(Labeled-object pointing entries)
— begin —

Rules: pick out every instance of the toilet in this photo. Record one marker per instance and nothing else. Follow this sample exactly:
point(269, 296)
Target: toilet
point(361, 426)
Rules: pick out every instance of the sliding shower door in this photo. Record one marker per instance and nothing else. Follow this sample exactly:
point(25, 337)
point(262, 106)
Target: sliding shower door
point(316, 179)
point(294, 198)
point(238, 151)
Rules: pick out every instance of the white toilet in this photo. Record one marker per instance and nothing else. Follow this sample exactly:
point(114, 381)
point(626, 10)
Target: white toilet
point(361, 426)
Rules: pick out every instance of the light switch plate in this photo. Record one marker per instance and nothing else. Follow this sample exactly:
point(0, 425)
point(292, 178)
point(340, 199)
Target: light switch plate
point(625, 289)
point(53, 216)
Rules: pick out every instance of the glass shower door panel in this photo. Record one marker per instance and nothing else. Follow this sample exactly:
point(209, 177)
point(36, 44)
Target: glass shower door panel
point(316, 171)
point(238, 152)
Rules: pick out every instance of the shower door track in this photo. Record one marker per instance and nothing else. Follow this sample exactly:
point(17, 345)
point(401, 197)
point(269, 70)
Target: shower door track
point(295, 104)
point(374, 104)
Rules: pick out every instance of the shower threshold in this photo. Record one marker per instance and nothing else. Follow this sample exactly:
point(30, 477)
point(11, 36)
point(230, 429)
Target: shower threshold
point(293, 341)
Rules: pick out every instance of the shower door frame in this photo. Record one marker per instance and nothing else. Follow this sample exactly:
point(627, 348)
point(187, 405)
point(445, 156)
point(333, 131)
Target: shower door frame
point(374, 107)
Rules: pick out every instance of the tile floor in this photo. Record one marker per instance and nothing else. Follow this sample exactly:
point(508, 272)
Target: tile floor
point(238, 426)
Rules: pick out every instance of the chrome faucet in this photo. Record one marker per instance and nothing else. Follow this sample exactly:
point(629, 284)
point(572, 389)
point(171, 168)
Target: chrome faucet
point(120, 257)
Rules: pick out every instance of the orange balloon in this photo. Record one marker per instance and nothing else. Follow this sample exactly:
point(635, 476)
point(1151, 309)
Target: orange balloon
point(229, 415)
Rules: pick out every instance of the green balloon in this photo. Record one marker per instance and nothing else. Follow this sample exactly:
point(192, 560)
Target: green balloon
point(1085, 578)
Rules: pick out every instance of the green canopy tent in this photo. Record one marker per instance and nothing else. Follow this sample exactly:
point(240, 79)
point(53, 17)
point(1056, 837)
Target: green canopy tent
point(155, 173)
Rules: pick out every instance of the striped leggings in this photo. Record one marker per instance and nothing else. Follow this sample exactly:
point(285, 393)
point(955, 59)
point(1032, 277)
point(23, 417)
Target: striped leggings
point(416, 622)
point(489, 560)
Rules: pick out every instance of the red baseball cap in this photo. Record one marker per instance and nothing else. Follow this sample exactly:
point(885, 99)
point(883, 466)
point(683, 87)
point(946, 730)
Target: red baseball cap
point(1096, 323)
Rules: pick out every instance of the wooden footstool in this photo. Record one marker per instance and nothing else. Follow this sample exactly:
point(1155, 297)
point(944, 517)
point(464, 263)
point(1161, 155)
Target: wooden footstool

— end —

_WRITTEN TASK_
Return the line that contains "Rules: pick out every instance of the striped" and all lines after it, verbatim, and nothing else.

_CORRECT RESULT_
Rules: pick out every instance of the striped leggings in this photo. Record one marker per instance and nothing else. Follow this sample exactly:
point(285, 393)
point(955, 59)
point(1032, 277)
point(23, 417)
Target: striped leggings
point(416, 622)
point(489, 560)
Rules: pick out every instance of the red baseball cap in this photo. Record one marker per instance and nothing else. Follow this sample exactly:
point(885, 99)
point(883, 466)
point(683, 87)
point(946, 730)
Target: red baseball cap
point(1096, 323)
Rules: pick out every instance of the wooden footstool in this photo. Record one marker per instance and nothing else. Follow this sample exactly:
point(1155, 297)
point(944, 517)
point(464, 263)
point(1161, 155)
Target: wooden footstool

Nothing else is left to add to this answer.